Dataset rows
□ □ □ □

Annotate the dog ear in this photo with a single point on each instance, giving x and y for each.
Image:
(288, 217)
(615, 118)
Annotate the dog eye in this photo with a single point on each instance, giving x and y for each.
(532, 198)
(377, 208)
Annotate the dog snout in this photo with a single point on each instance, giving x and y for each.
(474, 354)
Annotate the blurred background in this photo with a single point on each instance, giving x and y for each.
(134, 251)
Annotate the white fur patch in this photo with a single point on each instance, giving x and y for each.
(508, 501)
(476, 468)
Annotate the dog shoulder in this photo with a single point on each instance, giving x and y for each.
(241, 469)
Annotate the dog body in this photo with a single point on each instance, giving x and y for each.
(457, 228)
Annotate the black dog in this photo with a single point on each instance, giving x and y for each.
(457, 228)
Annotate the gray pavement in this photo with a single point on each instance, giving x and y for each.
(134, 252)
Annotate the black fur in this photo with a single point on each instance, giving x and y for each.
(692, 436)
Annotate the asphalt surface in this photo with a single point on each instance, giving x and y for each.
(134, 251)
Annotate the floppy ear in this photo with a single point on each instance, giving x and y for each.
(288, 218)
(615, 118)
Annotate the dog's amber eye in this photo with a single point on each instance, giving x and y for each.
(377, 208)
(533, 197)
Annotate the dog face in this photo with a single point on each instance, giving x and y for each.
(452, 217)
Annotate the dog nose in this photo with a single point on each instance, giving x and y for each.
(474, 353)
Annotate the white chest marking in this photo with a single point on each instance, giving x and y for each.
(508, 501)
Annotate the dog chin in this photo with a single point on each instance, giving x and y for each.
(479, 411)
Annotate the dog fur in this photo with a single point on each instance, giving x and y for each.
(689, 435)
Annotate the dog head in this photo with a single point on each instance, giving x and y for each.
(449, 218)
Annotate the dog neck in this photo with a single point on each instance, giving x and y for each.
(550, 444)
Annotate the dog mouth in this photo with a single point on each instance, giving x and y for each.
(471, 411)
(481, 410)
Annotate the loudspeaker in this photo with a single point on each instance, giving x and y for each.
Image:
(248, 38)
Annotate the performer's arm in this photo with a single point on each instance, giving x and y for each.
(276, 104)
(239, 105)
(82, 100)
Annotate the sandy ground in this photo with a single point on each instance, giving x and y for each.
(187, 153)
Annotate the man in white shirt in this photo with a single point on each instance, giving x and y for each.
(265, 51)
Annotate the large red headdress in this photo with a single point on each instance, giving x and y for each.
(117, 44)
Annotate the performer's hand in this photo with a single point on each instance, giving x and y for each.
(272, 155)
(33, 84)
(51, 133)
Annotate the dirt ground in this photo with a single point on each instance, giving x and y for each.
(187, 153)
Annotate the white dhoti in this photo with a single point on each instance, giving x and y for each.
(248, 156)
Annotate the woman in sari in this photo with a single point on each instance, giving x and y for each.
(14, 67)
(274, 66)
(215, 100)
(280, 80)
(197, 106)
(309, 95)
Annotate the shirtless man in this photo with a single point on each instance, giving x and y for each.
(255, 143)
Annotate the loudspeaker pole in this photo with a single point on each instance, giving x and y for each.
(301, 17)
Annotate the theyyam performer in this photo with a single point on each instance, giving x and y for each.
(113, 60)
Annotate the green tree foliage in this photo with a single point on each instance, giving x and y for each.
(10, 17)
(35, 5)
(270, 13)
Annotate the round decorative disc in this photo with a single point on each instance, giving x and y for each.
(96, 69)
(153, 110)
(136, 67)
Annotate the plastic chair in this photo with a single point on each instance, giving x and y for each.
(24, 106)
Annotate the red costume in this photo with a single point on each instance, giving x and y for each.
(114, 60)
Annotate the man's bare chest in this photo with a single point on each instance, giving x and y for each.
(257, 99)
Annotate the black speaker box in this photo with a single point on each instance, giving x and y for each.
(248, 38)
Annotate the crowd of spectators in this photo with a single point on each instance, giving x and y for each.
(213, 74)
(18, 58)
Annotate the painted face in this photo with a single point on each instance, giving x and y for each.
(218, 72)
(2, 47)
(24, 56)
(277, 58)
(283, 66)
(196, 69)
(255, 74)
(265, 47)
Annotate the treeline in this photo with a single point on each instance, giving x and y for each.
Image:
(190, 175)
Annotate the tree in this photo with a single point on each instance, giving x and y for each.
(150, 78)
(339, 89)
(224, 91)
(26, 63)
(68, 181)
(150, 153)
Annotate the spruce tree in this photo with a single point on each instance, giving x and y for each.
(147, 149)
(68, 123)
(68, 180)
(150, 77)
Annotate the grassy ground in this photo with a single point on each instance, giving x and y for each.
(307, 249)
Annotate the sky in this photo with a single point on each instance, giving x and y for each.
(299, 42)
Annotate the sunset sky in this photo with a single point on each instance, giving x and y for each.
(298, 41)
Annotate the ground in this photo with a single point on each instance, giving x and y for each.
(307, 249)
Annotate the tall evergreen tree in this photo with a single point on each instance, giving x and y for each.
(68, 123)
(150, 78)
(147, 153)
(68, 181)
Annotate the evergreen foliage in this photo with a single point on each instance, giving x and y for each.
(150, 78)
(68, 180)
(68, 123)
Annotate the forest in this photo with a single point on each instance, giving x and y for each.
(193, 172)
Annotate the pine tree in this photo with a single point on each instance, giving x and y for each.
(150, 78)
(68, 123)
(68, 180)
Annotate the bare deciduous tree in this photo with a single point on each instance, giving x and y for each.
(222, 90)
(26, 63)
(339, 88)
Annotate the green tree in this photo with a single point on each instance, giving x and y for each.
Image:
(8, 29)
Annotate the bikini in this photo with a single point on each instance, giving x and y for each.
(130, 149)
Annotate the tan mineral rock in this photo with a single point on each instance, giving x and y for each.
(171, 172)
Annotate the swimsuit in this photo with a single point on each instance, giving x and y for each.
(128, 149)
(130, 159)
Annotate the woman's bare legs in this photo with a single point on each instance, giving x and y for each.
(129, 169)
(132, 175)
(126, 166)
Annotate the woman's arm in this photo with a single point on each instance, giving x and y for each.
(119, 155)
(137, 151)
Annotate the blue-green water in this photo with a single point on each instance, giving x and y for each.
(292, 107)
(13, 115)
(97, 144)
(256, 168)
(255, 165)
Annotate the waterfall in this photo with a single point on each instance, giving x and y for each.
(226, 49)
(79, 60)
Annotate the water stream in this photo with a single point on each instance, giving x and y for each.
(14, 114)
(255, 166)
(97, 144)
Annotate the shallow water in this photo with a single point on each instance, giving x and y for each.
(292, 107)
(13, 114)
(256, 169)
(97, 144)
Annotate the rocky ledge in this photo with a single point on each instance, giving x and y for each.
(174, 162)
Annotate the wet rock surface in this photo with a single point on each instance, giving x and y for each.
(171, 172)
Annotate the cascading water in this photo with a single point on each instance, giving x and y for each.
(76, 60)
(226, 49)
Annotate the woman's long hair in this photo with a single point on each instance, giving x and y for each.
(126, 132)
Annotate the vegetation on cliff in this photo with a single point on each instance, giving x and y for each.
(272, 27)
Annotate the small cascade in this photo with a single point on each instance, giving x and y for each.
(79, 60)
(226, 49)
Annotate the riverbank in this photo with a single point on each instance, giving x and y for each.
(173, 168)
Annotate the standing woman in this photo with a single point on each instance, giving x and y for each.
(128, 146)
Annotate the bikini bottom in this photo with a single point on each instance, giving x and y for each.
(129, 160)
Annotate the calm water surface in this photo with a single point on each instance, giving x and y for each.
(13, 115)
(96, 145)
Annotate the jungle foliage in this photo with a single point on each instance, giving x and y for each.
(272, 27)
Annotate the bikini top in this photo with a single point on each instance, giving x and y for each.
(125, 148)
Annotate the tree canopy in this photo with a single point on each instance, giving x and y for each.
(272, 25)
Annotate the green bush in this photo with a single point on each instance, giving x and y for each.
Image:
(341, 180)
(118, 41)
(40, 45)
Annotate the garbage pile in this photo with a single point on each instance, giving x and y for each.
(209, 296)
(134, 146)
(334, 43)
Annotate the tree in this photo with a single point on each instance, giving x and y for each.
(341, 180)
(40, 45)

□ □ □ □

Copy out the data word for word, everything from the line containing "Annotate the bikini top" down to the end of the data.

▸ Right answer:
Annotate the bikini top in this photo with a single point on each instance, giving x and y for each.
(125, 148)
Annotate the tree canopy in this photo with a single point on each instance, giving x and y for each.
(272, 25)
Annotate the green bush in this photo with a single point on each instance, giving x and y for each.
Image:
(341, 180)
(118, 41)
(40, 45)
Annotate the garbage pile in this photo with a single point on each instance, giving x and y for each.
(209, 296)
(134, 146)
(334, 43)
Annotate the tree in this photo with a single point on each instance, giving x and y for each.
(341, 180)
(40, 45)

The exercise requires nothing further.